• _Stated goal A_
Report every line of the listing that contains the string "ceiling".

• _Page_
——

Page 1 of 1
load average not correct in GUI
Posted: Wed Dec 16, 2020 12:50 am
by RebeccaIlene
Hi Team,
The load average, when checked from the command line gives the correct output.
However, the GUI shows as OK when in the command line it is in Warning.
Please suggest what is causing this.
Is this because the version of Nagios is not yet updated?
We are on 5.7.3.
Re: load average not correct in GUI
Posted: Wed Dec 16, 2020 5:52 pm
by vtrac
Hi RebeccaIlene,
Can you post the full check command as run from the CLI so we can try to replicate this on our test system. Are you receiving false notifications as a result of this discrepeancy?
Also, please send me the "profile.zip" and the exact name of the host and services sending notifications and we can review the command there.
To send us your system profile.
Login to the Nagios XI GUI using a web browser.
Click the "Admin" > "System Profile" Menu
Click the "Download Profile" button
Save the profile.zip file and share in a private message or upload it to the post/ticket, and then reply to this post to bring it up in the queue.
Regards,
Vinh
Re: load average not correct in GUI
Posted: Sun Dec 20, 2020 8:22 pm
by RebeccaIlene
Thanks for your reply.
I have PM you a copy of the profile.
Yes, the alerts are in OK even when it goes to critical.
[root@hostname ~]# /usr/local/nagios/libexec/check_load -r -w 3.6,2.8,2.0 -c 4.0,3.2,2.8
OK - load average per CPU: 0.14, 0.14, 0.15|load1=0.140;3.600;4.000;0; load5=0.138;2.800;3.200;0; load15=0.152;2.000;2.800;0;
Re: load average not correct in GUI
Posted: Mon Dec 21, 2020 12:51 pm
by vtrac
Hi RebeccaIlene,
I noticed from couple of logs in your "profile.zip" that you are having DB connection issues (below):
Code: Select all
.....................
PROCESSED 27 COMMANDS
<h3>Database Error</h3>A database connection error has been detected, please follow the repair prompt below. If the issue persists, please contact Nagios support.<p>Run the following from the CLI as root to attempt to repair the DB:<br><pre>/usr/local/nagiosxi/scripts/repair_databases.sh</pre></p>PROCESSING COMMAND ID 776575...

——

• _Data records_
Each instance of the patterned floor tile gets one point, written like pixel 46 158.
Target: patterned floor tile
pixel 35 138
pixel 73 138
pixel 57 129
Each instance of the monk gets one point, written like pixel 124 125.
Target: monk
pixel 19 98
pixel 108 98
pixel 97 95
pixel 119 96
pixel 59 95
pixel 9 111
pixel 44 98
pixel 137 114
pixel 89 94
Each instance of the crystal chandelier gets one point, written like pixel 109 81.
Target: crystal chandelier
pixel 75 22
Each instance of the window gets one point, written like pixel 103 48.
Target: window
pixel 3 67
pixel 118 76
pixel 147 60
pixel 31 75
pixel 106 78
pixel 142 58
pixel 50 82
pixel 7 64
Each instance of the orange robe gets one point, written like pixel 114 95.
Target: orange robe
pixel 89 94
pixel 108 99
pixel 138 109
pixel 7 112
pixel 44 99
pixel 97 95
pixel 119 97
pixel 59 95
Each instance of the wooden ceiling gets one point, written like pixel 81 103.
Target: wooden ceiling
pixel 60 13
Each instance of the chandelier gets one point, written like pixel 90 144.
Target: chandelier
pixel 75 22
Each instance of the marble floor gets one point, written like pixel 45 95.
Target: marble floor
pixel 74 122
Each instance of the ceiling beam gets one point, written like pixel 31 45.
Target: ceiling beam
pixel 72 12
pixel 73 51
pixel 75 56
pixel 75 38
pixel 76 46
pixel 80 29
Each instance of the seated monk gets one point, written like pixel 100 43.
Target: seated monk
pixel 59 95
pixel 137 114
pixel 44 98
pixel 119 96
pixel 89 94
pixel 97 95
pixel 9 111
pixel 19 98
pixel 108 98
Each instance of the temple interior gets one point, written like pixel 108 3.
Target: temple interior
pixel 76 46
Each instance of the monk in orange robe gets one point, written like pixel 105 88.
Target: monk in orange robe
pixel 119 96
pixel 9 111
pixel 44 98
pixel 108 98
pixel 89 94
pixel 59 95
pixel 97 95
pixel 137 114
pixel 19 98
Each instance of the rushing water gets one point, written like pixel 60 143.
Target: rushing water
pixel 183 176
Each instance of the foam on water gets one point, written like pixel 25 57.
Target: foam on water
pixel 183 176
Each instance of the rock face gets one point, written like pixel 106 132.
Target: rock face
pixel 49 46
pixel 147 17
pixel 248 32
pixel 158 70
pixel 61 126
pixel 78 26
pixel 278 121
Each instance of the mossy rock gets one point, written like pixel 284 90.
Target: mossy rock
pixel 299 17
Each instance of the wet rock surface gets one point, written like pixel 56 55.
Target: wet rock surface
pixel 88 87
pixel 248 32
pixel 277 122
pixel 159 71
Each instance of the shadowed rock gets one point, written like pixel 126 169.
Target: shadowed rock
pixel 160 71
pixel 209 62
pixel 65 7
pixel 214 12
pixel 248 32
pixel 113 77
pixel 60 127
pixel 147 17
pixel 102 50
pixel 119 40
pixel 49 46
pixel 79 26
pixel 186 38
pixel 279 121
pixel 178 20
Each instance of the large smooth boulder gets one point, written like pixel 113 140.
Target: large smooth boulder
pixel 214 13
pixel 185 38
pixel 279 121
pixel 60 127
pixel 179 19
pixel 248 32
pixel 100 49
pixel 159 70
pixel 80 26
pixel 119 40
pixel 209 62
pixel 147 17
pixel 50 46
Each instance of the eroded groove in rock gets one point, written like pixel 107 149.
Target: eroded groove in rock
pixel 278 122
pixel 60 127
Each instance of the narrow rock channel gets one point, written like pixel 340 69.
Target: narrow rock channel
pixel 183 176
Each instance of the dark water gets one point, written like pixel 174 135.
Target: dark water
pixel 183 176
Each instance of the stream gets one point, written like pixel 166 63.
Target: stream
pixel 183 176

——

• _Stated goal B_
Continue the forum thread about the load average shown incorrectly in the GUI, starting right after its last line.

• _Answer A_
Each instance of the wooden ceiling gets one point, written like pixel 81 103.
Target: wooden ceiling
Each instance of the ceiling beam gets one point, written like pixel 31 45.
Target: ceiling beam

• _Answer B_
---------
DONE. Processed 0 files.
<h3>Database Error</h3>A database connection error has been detected, please follow the repair prompt below. If the issue persists, please contact Nagios support.<p>Run the following from the CLI as root to attempt to repair the DB:<br><pre>/usr/local/nagiosxi/scripts/repair_databases.sh</pre></p>Outbound data DISABLED Thu, 17 Dec 2020 16:16:15 +1100
Please run the below commands to fix your DB issue:
Code: Select all
cd /usr/local/nagiosxi/scripts/
./repair_databases.sh
Please note that the "-r'" option for the "check_load" is for "percpu". You might want to run without that option since your system do have multiple CPU's. The load average format is the same used by "uptime" and "w" commands.
Also, check_load runs every five munites (default). Once issue is detected, check_load will runs every minute up to five minutes before sending out notification. This is to prevent false alarm notification.
If you are going to compare CLI with GUI ..... please remember to allow the five minute interval as mention above.
If you are still experience check_load issue after DB has been repaired. Please give me the service name and hostname of the one you want me to look at ..... (please upload picture(s), if you can ...)
Best Regards,
Vinh
Re: load average not correct in GUI
Posted: Mon Jan 04, 2021 7:36 pm
by RebeccaIlene
Thanks for that. We did have other issues with Nagios that day. However, the output still shows incorrect even after the repair.
We do not see the database repair error anymore but the load output is still incorrect.
Please let me know how we can fix this.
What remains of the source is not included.